*** DATA FOR REVIEW Section Begins ***

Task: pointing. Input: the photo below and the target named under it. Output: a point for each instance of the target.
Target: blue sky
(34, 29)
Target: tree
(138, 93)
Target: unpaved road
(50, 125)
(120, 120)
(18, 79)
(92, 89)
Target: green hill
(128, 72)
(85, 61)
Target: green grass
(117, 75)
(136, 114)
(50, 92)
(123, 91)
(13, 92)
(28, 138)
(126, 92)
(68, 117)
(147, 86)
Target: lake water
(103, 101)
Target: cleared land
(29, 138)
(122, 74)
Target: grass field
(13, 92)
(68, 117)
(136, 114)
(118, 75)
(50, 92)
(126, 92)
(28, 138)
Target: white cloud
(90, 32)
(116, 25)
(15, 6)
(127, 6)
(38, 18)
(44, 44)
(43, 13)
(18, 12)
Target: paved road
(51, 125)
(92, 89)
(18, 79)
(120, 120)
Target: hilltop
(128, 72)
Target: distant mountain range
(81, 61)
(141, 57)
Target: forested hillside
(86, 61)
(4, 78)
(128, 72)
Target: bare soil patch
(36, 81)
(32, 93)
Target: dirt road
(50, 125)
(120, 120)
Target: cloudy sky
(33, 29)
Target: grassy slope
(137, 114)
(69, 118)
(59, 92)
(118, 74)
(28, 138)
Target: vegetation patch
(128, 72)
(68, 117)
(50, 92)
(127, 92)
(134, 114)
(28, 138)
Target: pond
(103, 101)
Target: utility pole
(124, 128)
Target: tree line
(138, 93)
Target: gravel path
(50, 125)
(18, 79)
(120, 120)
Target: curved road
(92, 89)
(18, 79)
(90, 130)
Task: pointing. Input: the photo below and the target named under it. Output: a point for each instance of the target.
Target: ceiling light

*** DATA FOR REVIEW Section Ends ***
*** DATA FOR REVIEW Section Begins ***

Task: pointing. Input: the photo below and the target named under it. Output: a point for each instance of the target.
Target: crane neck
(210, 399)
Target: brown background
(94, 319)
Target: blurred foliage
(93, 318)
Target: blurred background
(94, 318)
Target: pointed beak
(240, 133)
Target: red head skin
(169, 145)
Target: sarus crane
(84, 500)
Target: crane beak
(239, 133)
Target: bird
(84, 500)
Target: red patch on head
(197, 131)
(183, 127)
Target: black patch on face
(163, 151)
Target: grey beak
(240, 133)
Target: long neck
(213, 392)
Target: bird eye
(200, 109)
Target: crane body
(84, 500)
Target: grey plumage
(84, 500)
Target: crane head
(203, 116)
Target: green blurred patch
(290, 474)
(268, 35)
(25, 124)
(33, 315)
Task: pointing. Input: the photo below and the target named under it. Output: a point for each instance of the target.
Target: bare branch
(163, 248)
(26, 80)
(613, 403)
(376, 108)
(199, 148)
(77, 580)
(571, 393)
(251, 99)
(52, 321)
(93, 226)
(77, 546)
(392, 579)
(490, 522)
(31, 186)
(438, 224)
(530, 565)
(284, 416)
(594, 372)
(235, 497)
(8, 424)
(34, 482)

*** DATA FOR REVIEW Section Ends ***

- [AIM OF THE EXERCISE]
Could you retype exactly the lines above, starting at the line that contains "Target: curved road" and ending at the line that contains "Target: ceiling light", and nothing more?

- [EXERCISE SOLUTION]
Target: curved road
(92, 89)
(18, 79)
(90, 130)
Task: pointing. Input: the photo below and the target named under it. Output: a point for each instance of the target.
Target: ceiling light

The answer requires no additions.